** EXERCISE INSTRUCTIONS **
Please retype the entries below exactly as they are written.

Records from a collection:
Start of Block
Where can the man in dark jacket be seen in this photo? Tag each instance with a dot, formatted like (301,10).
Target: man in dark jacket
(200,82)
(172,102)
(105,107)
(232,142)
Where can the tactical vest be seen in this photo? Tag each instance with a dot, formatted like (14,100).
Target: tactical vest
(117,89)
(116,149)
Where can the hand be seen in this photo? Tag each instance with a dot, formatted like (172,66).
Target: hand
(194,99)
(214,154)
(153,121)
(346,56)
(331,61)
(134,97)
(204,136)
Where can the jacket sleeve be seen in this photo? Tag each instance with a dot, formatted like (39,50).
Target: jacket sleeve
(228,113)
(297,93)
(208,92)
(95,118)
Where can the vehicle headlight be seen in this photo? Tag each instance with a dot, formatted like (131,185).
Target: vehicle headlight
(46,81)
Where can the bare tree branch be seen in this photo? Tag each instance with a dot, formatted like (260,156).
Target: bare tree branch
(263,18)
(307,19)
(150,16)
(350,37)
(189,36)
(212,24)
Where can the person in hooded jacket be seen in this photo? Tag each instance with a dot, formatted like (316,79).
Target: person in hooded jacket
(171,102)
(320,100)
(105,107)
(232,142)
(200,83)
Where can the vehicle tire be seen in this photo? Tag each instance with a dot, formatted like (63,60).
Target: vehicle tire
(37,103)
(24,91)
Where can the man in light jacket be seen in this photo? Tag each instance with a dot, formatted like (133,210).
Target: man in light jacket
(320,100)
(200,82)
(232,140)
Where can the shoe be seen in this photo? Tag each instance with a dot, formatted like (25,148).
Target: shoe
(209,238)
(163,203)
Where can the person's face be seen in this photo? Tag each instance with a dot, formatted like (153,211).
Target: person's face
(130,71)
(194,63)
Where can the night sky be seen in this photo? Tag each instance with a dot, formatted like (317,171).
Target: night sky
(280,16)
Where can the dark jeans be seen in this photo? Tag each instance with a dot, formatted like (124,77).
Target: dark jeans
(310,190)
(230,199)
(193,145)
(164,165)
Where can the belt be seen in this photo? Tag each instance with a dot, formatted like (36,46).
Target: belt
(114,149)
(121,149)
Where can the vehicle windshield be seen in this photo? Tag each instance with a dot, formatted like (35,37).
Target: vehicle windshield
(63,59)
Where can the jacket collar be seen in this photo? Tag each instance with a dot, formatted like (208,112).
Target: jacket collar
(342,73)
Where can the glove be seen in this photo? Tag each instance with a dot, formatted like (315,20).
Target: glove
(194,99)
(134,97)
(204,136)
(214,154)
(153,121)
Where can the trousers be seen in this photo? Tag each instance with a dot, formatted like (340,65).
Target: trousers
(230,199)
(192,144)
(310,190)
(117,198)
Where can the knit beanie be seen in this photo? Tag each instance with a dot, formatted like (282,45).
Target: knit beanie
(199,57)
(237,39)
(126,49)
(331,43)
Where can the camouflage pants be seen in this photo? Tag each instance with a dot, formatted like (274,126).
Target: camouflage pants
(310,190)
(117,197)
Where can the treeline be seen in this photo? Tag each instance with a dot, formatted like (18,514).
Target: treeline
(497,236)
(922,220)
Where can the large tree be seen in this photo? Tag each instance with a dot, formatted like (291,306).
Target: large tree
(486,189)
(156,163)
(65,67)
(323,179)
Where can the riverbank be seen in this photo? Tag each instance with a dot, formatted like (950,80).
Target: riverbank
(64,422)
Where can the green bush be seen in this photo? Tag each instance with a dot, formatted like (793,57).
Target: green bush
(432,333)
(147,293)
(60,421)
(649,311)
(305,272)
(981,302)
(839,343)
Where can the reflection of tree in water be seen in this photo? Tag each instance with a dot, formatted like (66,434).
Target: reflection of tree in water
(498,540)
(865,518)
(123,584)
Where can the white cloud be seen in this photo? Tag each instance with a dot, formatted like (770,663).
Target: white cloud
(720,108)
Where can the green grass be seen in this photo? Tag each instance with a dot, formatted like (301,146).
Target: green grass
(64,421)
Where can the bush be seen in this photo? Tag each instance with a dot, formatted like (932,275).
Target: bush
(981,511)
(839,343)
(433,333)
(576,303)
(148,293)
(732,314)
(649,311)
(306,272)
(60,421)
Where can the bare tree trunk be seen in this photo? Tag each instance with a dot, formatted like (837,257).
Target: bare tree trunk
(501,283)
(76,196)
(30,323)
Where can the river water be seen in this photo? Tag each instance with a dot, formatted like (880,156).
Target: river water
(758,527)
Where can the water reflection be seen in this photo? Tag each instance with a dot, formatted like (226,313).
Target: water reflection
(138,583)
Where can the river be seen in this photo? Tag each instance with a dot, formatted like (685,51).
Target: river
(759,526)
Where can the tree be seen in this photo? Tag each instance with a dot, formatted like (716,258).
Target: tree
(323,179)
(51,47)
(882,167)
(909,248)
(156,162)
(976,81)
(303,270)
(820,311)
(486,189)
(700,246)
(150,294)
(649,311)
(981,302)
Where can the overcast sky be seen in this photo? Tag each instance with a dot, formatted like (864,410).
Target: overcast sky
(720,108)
End of Block
** WORKED SOLUTION **
Where can the man in dark jacket be seen in this photo? Tag each instance with a dot, formatted like (301,10).
Target: man in dark jacket
(200,82)
(172,102)
(105,107)
(232,142)
Where can the tactical vest be seen in this photo? Tag each instance with a dot, formatted like (14,100).
Target: tactical vest
(117,89)
(116,149)
Where can the hand be seen in this photo? Tag each instance with a dot, formatted like (172,66).
Target: hand
(194,99)
(214,154)
(153,121)
(346,56)
(331,61)
(134,97)
(204,136)
Where can the jacket sleeve be seen in this photo? Tag each instance with a dot, formatted like (39,50).
Target: jacket sleeve
(228,113)
(297,93)
(208,92)
(95,118)
Where can the vehicle headlight be seen in this photo? Tag each instance with a dot, formatted like (131,185).
Target: vehicle headlight
(46,81)
Where can the bare tree branch be seen in this photo? Tag each instance with a dot, formatted like (260,156).
Target: bare tree branch
(263,18)
(307,19)
(150,16)
(350,37)
(189,36)
(212,24)
Where can the person in hooded jacket be seen in this photo? Tag each instance with a dot, formatted like (316,79).
Target: person in hooded jacket
(171,102)
(320,100)
(105,107)
(232,142)
(200,83)
Where can the vehicle tire be seen in this photo? Tag each instance with a dot, formatted like (63,60).
Target: vehicle tire
(37,103)
(24,91)
Where can the man in light jacket be seen in this photo? Tag each instance with a dot, formatted like (133,210).
Target: man in light jacket
(320,100)
(200,82)
(232,140)
Where can the shoe be seen in this photo? Tag each instance with a dot, formatted like (25,148).
Target: shoe
(209,238)
(163,203)
Where can the person's face be seen in this photo? Tag each instance with a dot, formatted like (153,211).
Target: person's face
(130,71)
(194,63)
Where can the night sky be seen in this photo? Tag each instance with a dot, formatted like (317,171).
Target: night sky
(280,16)
Where can the dark jeans be seen in this photo? Tag each instance with a dot, formatted like (124,77).
Target: dark jeans
(310,190)
(230,199)
(193,145)
(164,165)
Where can the belt be seen in this photo? Tag each instance with a dot, formatted like (36,46).
Target: belt
(114,149)
(121,149)
Where can the vehicle windshield be seen in this photo? Tag each instance with a dot, formatted like (35,37).
Target: vehicle windshield
(63,59)
Where can the jacket collar be seen in this photo? Tag each instance with a dot, formatted like (208,112).
Target: jacket collar
(342,73)
Where can the glove be seen in this photo? Tag each instance with a dot, formatted like (315,20).
Target: glove
(194,99)
(134,97)
(204,136)
(214,154)
(153,121)
Where can the trousers be seen in this photo? Tag each instance with a dot, formatted like (340,65).
Target: trousers
(230,199)
(192,144)
(310,190)
(117,198)
Where can the knit beanie be seen in this photo? Tag each instance with a dot, formatted like (282,45).
Target: knit beanie
(199,57)
(237,39)
(126,49)
(331,43)
Where can the camouflage pants be seen in this photo? Tag each instance with a dot, formatted like (274,126).
Target: camouflage pants
(310,190)
(117,197)
Where can the treeline be seen in this photo? Tag each instance with a dot, formatted like (18,514).
Target: treeline
(497,236)
(922,220)
Where can the large tree be seen in this photo? Tag each instance with a dot, formatted like (291,306).
Target: large tree
(486,189)
(156,163)
(65,67)
(323,179)
Where can the riverbank be seen in this photo? Tag each instance with a dot, formatted like (950,80).
Target: riverbank
(64,422)
Where can the green bush be seen in this photo? Tag each instance with a dot, formatted like (793,57).
Target: green bush
(432,333)
(147,293)
(60,421)
(649,311)
(305,272)
(981,302)
(839,343)
Where can the reflection of tree in water be seen in this photo? Tag each instance with a dot, formatted like (66,434).
Target: reflection of tree in water
(498,540)
(865,518)
(123,584)
Where can the white cloud be seen in this photo? Tag each instance with a dot, formatted like (770,663).
Target: white cloud
(720,108)
Where can the green grass be seen in this photo? Tag each instance with a dot, formatted like (301,146).
Target: green grass
(64,421)
Where can the bush be seen in this photo? Tag each instance with a dot, formatted like (932,275).
Target: bush
(981,511)
(839,343)
(433,333)
(576,303)
(148,293)
(732,314)
(649,311)
(306,272)
(60,421)
Where can the bare tree trunk be seen in this photo? Tag each instance with a dot, formatted like (837,257).
Target: bare tree trunk
(501,283)
(76,196)
(30,323)
Where can the river water be seen in this photo? Tag each instance with a dot, formatted like (880,156).
Target: river water
(758,527)
Where can the water reflection be seen in this photo? Tag each instance with a dot, formatted like (226,313).
Target: water reflection
(138,583)
Where can the river be seen in this photo? Tag each instance with a dot, formatted like (685,51).
Target: river
(759,526)
Where can the tree be seen in this photo? Tag each instance with a dot, formatted like (716,258).
Target: tree
(323,179)
(51,47)
(882,167)
(909,248)
(156,162)
(976,81)
(303,270)
(820,311)
(486,189)
(700,246)
(150,294)
(649,311)
(981,302)
Where can the overcast sky be seen in this photo? Tag each instance with a dot, formatted like (864,410).
Target: overcast sky
(720,108)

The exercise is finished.